(Extrait proposé)
★ ★ ★ ★ ★
Peut-on se passer de l'Etat ?
Extrait du document
«
Définition des termes du sujet
« Se passer de », c'est faire sans, pouvoir vivre sans, ne pas avoir besoin de.
L'État, c'est à la fois la communauté politique et tous les systèmes qui la régissent.
C'est une instance
d'organisation commune qui a d'importantes conséquences sur la manière de vivre des membres de cette
communauté.
La question est ici celle de la nécessité de la relation des individus – en tant qu'individus – à l'État.
Il semble assez délicat de se représenter une vue humaine hors de tout cadre communautaire et de tout cadre
étatique.
Que nous en soyons conscients ou non, nous avons l'habitude de vivre dans une communauté politique,
dans un État, et les conséquences que cela a sur notre manière de vivre nous semblent inévitables.
Il s'agit ici de
remettre en cause cette habitude de pensée.
Pour cela on peut imaginer ce que seraient des individus sans État : des êtres solitaires et incapables de
communiquer entre eux ? Des êtres sauvages dont toutes les relations seraient marquées par la violence ? Ou, au
contraire, et comme le veut l'idéal anarchiste, des êtres sages et pleinement responsables d'eux-mêmes et
capables d'entretenir des relations de justice avec leurs semblables sans être soumis à la pression de la
communauté ?
On peut aussi se demander ce qu'apporte l'État à l'individu – et donc ce que l'individu perdrait s'il se passait d'État :
une sécurité ? un accomplissement (et alors on envisagerait une nature proprement politique de l'humain) ? ou un
asservissement ?
Les pistes pour explorer la nécessité de la relation de l'individu à l'Etat sont multiples et dépendent des définitions
que l'on donne de l'Etat (facteur d'organisation ? de sécurité ? ou de coercition ?) et de l'individu.
★ ★ ★ ★ ★
(Items fournis)
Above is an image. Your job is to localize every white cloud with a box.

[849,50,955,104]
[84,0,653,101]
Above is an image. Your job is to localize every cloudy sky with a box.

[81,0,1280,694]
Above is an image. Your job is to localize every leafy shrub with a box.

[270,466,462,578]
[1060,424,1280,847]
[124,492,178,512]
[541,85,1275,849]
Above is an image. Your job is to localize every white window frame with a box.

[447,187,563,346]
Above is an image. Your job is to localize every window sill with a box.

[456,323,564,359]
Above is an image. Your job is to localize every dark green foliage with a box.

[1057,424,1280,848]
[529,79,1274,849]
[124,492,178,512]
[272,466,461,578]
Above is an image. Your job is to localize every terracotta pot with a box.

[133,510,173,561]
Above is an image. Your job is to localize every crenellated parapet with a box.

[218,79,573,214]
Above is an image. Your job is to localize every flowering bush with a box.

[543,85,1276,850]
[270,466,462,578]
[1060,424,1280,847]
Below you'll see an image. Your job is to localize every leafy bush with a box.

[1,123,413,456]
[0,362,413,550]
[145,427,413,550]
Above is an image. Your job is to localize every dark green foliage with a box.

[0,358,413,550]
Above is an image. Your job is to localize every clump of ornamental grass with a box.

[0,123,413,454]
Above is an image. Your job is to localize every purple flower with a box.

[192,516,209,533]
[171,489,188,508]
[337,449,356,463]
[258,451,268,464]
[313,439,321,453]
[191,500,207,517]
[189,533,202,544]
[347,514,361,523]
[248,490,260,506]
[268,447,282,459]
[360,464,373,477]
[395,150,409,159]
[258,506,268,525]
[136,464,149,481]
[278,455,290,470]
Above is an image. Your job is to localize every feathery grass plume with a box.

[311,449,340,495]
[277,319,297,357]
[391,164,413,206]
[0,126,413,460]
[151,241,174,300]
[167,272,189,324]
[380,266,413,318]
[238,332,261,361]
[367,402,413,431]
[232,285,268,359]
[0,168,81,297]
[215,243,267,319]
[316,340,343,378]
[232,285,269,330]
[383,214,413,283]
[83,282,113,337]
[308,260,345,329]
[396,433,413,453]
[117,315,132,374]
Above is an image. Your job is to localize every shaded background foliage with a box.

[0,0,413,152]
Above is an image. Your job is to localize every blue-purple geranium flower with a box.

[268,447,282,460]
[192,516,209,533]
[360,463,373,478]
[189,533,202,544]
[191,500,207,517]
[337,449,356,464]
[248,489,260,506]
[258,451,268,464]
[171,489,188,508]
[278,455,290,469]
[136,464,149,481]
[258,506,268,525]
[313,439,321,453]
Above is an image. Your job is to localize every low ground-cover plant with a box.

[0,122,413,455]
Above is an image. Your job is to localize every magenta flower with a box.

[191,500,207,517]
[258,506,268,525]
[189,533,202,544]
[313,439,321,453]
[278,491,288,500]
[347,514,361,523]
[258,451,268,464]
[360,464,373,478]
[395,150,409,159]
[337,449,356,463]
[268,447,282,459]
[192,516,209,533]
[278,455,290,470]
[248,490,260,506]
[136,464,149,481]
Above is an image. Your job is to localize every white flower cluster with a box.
★ ★ ★ ★ ★
(Consignes)
1. Dans l'extrait sur l'État, présentez sous forme de liste le paragraphe qui commence par « Pour cela on peut imaginer », en conservant ses idées principales.
2. D'après l'extrait sur l'État, que signifie l'expression « se passer de » ?
3. Poursuivez l'extrait sur la question de se passer de l'État à partir de sa dernière phrase.
Les items proviennent d'une autre source que l'extrait.

(Réponses attendues)
1.
Ce que pourraient être des individus sans État :
- des êtres solitaires, incapables de communiquer entre eux ;
- des êtres sauvages, dont toutes les relations seraient marquées par la violence ;
- selon l'idéal anarchiste, des êtres sages, pleinement responsables d'eux-mêmes et capables d'entretenir des relations de justice avec leurs semblables sans subir la pression de la communauté.

2. Elle signifie faire sans, pouvoir vivre sans, ne pas avoir besoin de.

3.
Références utiles
Rousseau, Du Contrat social
Hobbes, Léviathan
Platon, La République
Textes à utiliser
Bakounine
« Qu'est-ce que l'État ? C'est, nous répondent les métaphysiciens et les docteurs en droit, c'est la chose publique ;
les intérêts, le bien collectif et le droit de tout le monde, opposés à l'action dissolvante des intérêts et des passions
égoïstes de chacun.
C'est la justice et la réalisation de la morale et de la vertu sur terre.
Par conséquent, il n'est
point d'acte plus sublime ni de plus grand devoir pour les individus que de se dévouer, de se sacrifier, et au besoin
de mourir pour le triomphe, pour la puissance de l'État [...].
Voyons maintenant si cette théologie politique, de
même que la théologie religieuse, ne cache pas, sous de très belles et de très poétiques apparences, des réalités
très communes et très sales.
Analysons d'abord l'idée même de l'État, telle que nous la présentent ses prôneurs.
C'est le sacrifice de la liberté naturelle et des intérêts de chacun - individus aussi bien qu'unités collectives
comparativement petites : associations, communes et provinces - aux intérêts et à la liberté de tout le monde, à la
prospérité du grand ensemble.
Mais ce tout le monde, ce grand ensemble, qu'est-il en réalité ? C'est l'agglomération
de tous les individus et de toutes les collectivités humaines plus restreintes qui le composent.
Mais, du moment que
pour le composer et pour s'y coordonner tous les intérêts individuels et locaux doivent être sacrifiés, le tout, qui est
censé les représenter, qu'est-il en effet ? Ce n'est pas l'ensemble vivant, laissant respirer chacun à son aise et
devenant d'autant plus fécond, plus puissant et plus libre que plus largement se développent en son sein la pleine
liberté et la prospérité de chacun ; ce n'est point la société humaine naturelle, qui confirme et augmente la vie de
chacun par la vie de tous ; c'est, au contraire, l'immolation de chaque individu comme de toutes les associations
locales, l'abstraction destructive de la société vivante, la limitation ou, pour mieux dire, la complète négation de la
vie et du droit de toutes les parties qui composent tout le monde, pour le soi-disant bien de tout le monde : c'est
l'État, c'est l'autel de la religion politique sur lequel la société naturelle est toujours immolée : une universalité
dévorante, vivant de sacrifices humains ».
»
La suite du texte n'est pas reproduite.